Given information —
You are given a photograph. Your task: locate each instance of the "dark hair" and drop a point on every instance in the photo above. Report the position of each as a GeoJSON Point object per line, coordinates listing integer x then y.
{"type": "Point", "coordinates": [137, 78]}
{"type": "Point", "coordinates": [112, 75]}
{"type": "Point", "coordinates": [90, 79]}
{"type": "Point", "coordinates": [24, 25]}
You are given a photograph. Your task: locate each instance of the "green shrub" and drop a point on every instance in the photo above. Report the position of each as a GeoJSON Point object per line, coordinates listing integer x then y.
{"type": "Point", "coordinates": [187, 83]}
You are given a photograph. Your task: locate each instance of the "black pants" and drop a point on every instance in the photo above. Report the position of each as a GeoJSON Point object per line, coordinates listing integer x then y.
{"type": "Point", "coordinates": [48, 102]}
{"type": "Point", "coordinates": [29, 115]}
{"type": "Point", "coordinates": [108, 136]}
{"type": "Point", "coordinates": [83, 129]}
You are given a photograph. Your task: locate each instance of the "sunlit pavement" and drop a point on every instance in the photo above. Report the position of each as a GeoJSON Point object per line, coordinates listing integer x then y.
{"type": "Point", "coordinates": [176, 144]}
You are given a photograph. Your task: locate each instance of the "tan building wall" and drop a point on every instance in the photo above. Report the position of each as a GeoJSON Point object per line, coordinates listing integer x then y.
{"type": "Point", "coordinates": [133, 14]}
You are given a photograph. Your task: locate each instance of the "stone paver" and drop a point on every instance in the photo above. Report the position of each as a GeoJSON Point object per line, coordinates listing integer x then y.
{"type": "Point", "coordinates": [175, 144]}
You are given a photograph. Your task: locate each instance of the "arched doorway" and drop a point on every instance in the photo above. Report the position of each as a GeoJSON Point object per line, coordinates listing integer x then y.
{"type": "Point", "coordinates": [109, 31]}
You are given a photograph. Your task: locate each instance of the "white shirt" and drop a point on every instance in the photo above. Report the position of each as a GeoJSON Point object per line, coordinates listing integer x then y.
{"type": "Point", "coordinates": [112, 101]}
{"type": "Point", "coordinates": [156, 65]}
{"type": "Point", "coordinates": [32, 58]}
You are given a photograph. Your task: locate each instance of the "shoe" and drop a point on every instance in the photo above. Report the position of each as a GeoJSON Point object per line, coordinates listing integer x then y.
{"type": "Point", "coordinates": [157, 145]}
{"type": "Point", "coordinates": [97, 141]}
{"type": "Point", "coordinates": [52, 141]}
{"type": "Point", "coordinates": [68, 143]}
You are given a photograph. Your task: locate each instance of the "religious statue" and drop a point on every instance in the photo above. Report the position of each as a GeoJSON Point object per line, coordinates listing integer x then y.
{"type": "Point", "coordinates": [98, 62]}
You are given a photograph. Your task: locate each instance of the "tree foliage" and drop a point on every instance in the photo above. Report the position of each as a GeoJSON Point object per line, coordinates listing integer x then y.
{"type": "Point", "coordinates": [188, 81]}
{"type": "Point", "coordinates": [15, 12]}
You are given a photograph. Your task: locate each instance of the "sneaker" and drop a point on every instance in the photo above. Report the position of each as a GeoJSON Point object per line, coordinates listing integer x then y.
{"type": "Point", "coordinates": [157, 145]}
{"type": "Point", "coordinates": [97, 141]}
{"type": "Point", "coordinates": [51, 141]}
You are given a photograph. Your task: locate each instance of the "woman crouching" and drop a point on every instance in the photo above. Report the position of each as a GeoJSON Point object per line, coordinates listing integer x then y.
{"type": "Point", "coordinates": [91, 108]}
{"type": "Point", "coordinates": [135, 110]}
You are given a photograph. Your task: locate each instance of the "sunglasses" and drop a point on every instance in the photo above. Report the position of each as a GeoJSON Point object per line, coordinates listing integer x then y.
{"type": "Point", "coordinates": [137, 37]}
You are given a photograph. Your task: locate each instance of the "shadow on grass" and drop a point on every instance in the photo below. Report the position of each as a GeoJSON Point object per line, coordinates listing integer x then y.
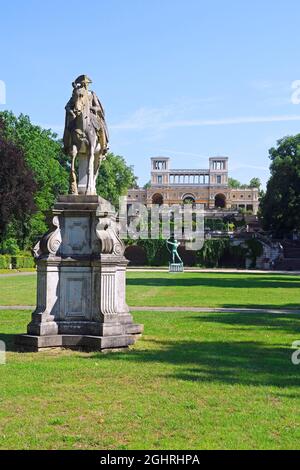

To be done — Copy out every line above that contains the word "black".

Complete output —
You are given a photograph. Your task: locate each instance of the "black pants" and drop a point on every instance in the photo above. Report the position of each as a GeoJSON Point object per line, coordinates listing integer x then y.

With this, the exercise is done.